The required output consists solely of the lines from the line containing "of the shirt" through the end of the records, copied exactly.

Location identification items
____________________

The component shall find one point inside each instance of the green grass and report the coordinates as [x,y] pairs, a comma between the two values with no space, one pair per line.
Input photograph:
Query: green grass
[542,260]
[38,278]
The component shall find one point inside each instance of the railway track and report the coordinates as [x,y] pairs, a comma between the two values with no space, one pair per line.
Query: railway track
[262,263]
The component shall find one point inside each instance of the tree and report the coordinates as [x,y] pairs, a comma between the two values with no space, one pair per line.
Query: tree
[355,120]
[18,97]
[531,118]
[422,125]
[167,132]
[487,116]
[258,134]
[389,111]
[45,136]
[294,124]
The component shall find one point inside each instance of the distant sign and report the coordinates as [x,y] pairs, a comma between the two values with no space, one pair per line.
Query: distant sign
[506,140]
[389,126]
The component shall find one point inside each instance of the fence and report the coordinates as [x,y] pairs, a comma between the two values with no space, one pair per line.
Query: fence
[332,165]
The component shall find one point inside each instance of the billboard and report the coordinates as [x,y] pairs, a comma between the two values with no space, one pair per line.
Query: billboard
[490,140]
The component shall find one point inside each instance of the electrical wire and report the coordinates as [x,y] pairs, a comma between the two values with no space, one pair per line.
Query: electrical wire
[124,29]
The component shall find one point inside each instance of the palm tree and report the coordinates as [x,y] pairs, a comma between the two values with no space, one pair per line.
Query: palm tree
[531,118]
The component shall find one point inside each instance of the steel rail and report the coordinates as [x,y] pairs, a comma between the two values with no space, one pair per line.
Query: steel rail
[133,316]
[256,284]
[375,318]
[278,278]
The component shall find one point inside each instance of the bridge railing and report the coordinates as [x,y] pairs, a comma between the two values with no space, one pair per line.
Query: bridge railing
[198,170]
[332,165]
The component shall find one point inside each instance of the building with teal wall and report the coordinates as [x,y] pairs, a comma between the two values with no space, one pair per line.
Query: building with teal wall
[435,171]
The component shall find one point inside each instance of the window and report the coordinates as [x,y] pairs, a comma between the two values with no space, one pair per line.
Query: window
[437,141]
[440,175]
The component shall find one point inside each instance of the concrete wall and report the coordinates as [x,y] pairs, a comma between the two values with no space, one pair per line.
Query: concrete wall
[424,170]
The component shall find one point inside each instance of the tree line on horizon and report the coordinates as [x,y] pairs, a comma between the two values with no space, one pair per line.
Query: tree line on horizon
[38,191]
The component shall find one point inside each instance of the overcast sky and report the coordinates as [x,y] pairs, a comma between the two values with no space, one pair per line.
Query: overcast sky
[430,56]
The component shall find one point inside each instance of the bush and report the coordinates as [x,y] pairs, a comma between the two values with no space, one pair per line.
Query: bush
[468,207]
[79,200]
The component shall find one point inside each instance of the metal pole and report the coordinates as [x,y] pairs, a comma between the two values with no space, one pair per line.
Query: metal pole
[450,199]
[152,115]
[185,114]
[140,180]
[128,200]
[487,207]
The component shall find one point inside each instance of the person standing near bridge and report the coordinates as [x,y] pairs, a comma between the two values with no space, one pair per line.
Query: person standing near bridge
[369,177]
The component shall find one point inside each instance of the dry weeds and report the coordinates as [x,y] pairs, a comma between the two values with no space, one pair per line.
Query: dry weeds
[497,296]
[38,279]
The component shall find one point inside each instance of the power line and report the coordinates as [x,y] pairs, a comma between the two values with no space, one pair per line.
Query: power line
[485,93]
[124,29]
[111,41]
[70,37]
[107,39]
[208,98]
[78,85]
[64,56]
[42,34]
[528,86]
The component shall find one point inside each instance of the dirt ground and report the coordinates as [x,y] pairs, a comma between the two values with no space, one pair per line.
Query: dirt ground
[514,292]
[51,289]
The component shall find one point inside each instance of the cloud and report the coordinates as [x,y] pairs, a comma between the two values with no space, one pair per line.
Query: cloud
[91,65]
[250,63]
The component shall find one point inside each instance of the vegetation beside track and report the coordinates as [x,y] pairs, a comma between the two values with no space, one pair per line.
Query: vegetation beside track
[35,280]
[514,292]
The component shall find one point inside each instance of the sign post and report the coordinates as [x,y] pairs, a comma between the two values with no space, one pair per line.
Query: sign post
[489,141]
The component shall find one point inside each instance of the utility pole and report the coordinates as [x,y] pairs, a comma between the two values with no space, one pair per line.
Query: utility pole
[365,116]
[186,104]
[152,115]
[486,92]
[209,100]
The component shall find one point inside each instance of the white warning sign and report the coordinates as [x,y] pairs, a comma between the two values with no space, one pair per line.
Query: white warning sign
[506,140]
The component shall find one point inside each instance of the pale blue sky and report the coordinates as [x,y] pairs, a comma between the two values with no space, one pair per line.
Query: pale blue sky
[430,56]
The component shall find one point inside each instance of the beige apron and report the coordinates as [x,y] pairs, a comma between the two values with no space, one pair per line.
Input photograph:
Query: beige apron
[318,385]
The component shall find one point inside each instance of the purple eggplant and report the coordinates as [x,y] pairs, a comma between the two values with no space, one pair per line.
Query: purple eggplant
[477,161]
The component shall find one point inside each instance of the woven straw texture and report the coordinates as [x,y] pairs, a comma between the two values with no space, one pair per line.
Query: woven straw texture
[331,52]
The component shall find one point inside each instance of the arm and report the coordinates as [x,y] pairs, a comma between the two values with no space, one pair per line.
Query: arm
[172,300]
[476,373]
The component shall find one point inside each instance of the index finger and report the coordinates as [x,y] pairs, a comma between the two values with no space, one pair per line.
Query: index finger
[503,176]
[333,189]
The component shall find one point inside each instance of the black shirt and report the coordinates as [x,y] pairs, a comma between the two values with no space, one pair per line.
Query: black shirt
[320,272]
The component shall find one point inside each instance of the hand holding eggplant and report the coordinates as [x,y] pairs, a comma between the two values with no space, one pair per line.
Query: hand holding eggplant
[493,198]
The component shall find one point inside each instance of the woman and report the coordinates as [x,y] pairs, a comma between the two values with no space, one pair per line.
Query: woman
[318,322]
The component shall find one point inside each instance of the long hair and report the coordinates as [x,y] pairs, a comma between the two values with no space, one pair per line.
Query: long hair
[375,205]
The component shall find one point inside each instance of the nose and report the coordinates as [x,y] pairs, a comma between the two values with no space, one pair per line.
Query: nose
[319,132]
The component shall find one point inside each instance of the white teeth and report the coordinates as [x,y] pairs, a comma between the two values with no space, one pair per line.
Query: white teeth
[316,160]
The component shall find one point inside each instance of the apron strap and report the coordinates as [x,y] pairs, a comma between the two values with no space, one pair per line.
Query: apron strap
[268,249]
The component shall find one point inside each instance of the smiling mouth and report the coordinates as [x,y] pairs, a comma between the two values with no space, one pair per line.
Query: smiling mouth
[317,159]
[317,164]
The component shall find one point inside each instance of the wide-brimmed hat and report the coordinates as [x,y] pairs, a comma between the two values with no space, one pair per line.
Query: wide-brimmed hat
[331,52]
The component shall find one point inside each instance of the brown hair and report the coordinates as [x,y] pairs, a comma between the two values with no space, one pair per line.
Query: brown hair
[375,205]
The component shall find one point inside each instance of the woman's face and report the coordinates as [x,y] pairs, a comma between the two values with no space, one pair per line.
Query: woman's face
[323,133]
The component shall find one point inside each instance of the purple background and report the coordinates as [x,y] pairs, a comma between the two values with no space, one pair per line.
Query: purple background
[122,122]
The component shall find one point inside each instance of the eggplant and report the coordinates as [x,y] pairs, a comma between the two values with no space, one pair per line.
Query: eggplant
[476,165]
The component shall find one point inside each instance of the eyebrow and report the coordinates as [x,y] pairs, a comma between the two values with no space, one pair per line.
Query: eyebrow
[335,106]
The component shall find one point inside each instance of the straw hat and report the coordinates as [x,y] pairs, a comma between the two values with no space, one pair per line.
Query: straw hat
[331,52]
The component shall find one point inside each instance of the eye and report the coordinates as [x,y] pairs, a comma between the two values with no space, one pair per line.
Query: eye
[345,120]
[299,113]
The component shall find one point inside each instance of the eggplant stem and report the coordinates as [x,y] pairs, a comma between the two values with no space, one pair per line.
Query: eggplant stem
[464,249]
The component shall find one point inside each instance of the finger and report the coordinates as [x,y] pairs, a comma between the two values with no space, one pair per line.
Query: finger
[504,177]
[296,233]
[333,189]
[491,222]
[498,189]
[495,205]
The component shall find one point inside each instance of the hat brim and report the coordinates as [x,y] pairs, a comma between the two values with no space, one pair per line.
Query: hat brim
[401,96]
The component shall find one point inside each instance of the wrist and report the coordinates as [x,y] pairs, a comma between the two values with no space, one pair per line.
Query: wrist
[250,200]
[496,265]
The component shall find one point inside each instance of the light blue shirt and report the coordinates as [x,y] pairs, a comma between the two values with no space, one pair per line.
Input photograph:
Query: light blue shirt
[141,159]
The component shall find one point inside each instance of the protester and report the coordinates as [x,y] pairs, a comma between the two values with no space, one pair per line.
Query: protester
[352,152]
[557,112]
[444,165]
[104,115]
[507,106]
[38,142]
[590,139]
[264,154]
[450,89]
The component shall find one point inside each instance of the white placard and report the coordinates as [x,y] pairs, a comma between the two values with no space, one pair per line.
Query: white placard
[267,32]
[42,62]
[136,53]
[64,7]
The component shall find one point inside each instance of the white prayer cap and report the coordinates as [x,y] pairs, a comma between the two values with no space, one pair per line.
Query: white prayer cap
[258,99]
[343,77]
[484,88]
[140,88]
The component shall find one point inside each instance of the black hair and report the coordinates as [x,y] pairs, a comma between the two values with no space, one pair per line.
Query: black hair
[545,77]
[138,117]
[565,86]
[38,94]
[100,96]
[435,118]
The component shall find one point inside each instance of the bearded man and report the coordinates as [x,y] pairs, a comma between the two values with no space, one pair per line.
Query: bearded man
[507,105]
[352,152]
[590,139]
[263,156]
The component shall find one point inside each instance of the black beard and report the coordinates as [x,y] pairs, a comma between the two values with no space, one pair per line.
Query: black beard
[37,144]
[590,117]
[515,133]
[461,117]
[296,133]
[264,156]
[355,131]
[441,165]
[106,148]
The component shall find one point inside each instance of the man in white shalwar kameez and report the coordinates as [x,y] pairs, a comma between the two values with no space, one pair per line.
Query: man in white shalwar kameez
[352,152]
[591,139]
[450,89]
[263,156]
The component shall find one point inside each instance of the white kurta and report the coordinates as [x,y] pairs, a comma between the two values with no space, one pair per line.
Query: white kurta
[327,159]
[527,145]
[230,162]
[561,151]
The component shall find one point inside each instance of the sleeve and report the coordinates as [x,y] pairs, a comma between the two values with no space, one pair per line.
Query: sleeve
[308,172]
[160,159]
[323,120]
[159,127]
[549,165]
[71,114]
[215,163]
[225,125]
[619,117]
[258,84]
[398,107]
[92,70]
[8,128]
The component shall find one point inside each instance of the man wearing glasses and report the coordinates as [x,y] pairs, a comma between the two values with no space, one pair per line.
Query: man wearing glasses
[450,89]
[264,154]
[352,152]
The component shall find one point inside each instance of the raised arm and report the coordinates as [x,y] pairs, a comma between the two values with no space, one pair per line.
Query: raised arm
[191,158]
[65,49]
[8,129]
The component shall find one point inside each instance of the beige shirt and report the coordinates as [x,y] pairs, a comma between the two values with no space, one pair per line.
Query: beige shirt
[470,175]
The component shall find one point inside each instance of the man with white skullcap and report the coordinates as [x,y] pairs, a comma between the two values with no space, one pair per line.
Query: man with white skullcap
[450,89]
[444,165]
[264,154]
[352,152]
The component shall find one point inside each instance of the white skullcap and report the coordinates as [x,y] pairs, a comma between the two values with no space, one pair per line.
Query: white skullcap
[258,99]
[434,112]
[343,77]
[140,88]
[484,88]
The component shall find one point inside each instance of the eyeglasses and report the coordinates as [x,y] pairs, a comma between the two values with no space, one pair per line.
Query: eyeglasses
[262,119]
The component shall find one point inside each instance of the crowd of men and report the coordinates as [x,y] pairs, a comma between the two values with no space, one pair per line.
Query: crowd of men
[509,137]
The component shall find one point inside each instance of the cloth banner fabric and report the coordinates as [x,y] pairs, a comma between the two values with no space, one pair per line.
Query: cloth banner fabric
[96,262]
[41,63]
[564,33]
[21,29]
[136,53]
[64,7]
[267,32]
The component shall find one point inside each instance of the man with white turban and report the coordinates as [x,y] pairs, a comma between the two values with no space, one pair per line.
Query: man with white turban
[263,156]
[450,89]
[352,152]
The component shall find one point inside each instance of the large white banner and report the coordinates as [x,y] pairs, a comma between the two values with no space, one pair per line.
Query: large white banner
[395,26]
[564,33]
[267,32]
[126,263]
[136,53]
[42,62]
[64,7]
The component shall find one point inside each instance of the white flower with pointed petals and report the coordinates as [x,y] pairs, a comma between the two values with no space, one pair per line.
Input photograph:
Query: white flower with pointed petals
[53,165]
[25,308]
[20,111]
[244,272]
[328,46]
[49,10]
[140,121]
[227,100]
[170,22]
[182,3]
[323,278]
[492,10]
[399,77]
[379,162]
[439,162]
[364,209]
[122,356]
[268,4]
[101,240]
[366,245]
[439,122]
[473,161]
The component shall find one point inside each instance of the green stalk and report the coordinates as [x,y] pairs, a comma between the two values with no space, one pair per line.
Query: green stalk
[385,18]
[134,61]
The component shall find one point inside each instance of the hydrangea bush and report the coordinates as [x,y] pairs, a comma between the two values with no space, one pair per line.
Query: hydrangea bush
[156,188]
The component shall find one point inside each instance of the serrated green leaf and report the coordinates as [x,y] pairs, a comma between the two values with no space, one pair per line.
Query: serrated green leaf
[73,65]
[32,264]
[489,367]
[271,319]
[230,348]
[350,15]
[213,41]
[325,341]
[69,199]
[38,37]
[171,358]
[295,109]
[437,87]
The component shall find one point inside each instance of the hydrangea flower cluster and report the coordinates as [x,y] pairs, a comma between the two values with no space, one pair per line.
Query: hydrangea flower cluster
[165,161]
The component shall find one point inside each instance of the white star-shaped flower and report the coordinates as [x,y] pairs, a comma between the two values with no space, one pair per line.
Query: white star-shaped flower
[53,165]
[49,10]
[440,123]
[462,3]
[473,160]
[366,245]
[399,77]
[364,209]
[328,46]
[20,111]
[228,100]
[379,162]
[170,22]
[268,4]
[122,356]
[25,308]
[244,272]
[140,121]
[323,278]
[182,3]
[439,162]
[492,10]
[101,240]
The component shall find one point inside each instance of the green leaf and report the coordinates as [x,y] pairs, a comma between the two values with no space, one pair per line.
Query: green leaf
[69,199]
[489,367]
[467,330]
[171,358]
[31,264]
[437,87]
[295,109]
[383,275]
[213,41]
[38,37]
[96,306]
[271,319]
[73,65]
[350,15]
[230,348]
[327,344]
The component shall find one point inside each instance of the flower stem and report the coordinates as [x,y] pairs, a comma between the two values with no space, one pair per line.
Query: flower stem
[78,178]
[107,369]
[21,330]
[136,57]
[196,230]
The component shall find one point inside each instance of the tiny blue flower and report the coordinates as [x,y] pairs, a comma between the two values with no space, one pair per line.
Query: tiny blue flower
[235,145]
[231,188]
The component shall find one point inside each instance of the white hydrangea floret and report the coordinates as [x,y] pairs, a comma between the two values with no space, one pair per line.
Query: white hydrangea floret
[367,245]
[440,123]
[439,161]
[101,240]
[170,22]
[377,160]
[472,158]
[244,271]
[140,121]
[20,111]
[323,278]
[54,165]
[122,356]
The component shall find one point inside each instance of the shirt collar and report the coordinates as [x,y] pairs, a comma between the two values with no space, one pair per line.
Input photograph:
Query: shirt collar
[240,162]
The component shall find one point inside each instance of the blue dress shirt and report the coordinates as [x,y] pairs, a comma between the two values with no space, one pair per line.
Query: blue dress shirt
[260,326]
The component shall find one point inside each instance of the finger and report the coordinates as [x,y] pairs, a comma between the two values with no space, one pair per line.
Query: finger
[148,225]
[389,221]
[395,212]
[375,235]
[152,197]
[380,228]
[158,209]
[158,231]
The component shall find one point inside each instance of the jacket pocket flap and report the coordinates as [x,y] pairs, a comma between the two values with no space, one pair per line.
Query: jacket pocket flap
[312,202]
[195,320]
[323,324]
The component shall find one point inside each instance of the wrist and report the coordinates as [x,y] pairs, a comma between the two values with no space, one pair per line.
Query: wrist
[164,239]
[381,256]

____________________

*Correct response*.
The component shall find one point inside each instance of the shirt collar and report the coordinates as [x,y] pairs, a comma between the two values with no space, one pair per line.
Input photograph:
Query: shirt collar
[240,162]
The component shall find one point inside each instance of the blue dress shirt and report the coordinates as [x,y] pairs, a comma between the two values with no space, one pair per line.
Query: blue dress shirt
[260,326]
The component shall find one point inside each instance of the finger and report the coordinates as [x,y] pairs, a comma between the two values with no space, one pair per line.
Query: finger
[148,225]
[389,221]
[395,212]
[375,235]
[152,197]
[380,228]
[158,209]
[158,231]
The component shall find one point inside each instance of the jacket pocket flap and report the coordinates as [x,y] pairs, a comma between the two values with no space, one pair per line.
Query: jacket pocket flap
[312,202]
[195,320]
[323,324]
The component shall find one point inside each instance of the wrist and report the coordinates as [x,y] pairs, a comma between the two values with no space, one pair per line.
Query: wrist
[164,239]
[381,256]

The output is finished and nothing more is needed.